Explore the material
a: Rewrite the passage about people working against gun violence in Chicago from "But there are" up to and including "to stop it.", changing "curb" to "reduce".
b: Extend the passage about people working against gun violence in Chicago, picking up right after its final sentence.

Text passage
***

The numbers are so large and the grief so incomprehensible it can be easy to feel hopeless, or resort to cynicism. For those lucky enough to live in areas mostly untouched by gun violence, there may be an inclination to turn away completely.

But there are people throughout the city working to make it better.

“[There] is hope for the city,” said anti-violence advocate Anthony Chestnut. “You have a lot of men and women out here that’s working to curb this violence.”

Throughout the summer, WBEZ has been talking with some of those men and women. They’ve shared their fears, their successes and their insights into what’s driving the violence — and what it will take to stop it.


Anthony Chestnut
Patrick Smith / WBEZ

Anthony Chestnut

READI Chicago

Anthony Chestnut got out of prison in 2018 after spending 22 years locked up for a gang murder he committed when he was 16.

After getting out, Chestnut joined the anti-violence program READI Chicago, which seeks to provide counseling and a salary to the men most likely to shoot or be shot in the city.

He completed the program last year, and he’s now an anti-violence advocate and a mentor to the at-risk young people in his life.

Chestnut believes trauma is at the center of Chicago’s gun violence epidemic. Both of his parents were drug addicts, and he grew up watching his father abuse his mother every day. It began to seem normal.

“That’s f***ed up. That’s where the root of my anger came from,” Chestnut said.

It pushed him out into the streets, an angry kid looking for a sense of belonging. He found it in a gang.

“Everybody deals with trauma differently, but to me I think that’s the biggest thing. A lot of the stuff that these young men and women are dealing with in these urban neighborhoods come from that trauma,” Chestnut said. “It is not normal for you to be next to your best friend and see somebody get their brains blown out. That’s trauma on a different level.”

Chestnut said there is no one offering therapy to kids living through extreme trauma every day, no one helping them process what they’re seeing and experiencing.

“A lot of these young Black men and women need a safe space to come and talk about … that trauma that they’re dealing with,” Chestnut said. “If you never had somebody come and tell you, ‘I see you hurting, you can get help for that.’ How would you know?”


Lt. Daniel Allen
Courtesy of Daniel Allen

Lt. Daniel Allen

Chicago Police Department
and Divine Purpose

Lt. Daniel Allen has been with CPD for 30 years. He’s also a musician and co-founder of Divine Purpose Youth Performing Arts Center, with his wife Victoria Allen.

The youth center sits right at the border of West Garfield Park and Austin, where it provides after-school programming and a summer camp.

Allen said sometimes with new groups of kids, he won’t tell them he’s a police officer for the first few weeks of the program.

“Just so they can see how cool a police officer can be. That we are just the same people and then eventually midway through the program, I say, ‘Guys, guess what I do for a living,’ ” Allen said.

He said the kids never guess, and are stunned when he tells them.

“One kid one time had to actually pinch me. He came up to me and pinched me,” Allen said. “I’m like, ‘Why did you pinch me?’ He said, ‘Because I can’t believe that you’re real.’ Because their encounters with police were so negative.”

***

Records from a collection
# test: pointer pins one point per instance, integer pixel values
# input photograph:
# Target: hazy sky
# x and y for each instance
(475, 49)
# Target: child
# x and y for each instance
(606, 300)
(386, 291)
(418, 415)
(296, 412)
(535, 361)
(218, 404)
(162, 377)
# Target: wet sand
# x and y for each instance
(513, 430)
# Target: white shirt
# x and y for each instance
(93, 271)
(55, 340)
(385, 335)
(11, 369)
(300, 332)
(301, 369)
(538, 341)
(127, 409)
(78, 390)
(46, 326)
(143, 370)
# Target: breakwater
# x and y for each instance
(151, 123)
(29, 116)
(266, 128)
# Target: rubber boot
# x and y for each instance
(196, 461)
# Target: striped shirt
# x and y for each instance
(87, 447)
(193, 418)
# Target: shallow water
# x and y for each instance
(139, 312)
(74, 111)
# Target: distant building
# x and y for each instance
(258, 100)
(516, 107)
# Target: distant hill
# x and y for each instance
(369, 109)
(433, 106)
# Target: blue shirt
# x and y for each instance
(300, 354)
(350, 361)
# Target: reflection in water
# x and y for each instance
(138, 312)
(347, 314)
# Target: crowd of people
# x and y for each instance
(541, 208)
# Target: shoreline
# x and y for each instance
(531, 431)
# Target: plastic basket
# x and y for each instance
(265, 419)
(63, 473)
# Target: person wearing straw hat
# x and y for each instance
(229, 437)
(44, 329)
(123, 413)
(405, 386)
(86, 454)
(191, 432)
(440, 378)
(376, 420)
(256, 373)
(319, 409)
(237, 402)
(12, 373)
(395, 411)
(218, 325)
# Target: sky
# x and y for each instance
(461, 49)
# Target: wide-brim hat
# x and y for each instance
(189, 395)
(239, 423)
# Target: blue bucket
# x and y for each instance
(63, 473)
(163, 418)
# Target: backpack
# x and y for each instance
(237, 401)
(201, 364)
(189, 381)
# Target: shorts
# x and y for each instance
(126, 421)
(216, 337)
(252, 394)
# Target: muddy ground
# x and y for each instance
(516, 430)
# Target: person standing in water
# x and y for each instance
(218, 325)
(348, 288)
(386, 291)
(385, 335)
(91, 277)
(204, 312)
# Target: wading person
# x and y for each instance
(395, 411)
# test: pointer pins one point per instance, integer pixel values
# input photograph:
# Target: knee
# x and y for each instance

***

Answers to the problems
a:
But there are people throughout the city working to make it better.

“[There] is hope for the city,” said anti-violence advocate Anthony Chestnut. “You have a lot of men and women out here that’s working to reduce this violence.”

Throughout the summer, WBEZ has been talking with some of those men and women. They’ve shared their fears, their successes and their insights into what’s driving the violence — and what it will take to stop it.

b:
Allen said it makes him “very sad” that young Black people on the West Side where he grew up and works don’t have positive experiences with officers. He believes it contributes to the city’s violence problem.

“Organizations, we shouldn’t be pointing fingers at the police about what they’re not doing. Police shouldn’t point fingers at … the community,” Allen said. “ [There’s] more bickering and finger pointing, I noticed that and it really disturbs me, it really does because we have an issue where young people are shooting and killing each other.”


Asiaha Butler
Linda Lutton / WBEZ

Asiaha Butler

Resident Association of
Greater Englewood

Asiaha Butler co-founded RAGE in 2010 in response to the negative portrayal of the South Side neighborhood in the media and the poverty and violence confronting residents there.

Butler, an Englewood native, said the last time violence spiked in 2016 there were several shootings near the RAGE offices. In response, members went out and talked to the people doing the shooting.

“They really said to us, ‘We’re here all day together, you know, conflict happens, just out of the blue, could be [based] off social media, but we really want to work,’” Butler said.

In response, Butler said, they brought employers out to the block for a job fair and about 400 people showed up.

She believes COVID-19 has fueled Chicago’s current surge in gun violence, as the pandemic has made already desperate people even more desperate.

“Even the average person has dealt with trauma through this pandemic … and so when you have individuals who are already kind of living on the edge, and you add this, you’re just going to see some [negative] responses,” Butler said.

Butler said some of the young people she knows don’t have steady homes, and go from home to home sleeping on couches. But when the novel coronavirus hit, the people who were giving them a place to sleep a few nights a week didn’t feel comfortable doing that anymore. Those young people ended up on the streets, she said, more desperate and less stable than ever.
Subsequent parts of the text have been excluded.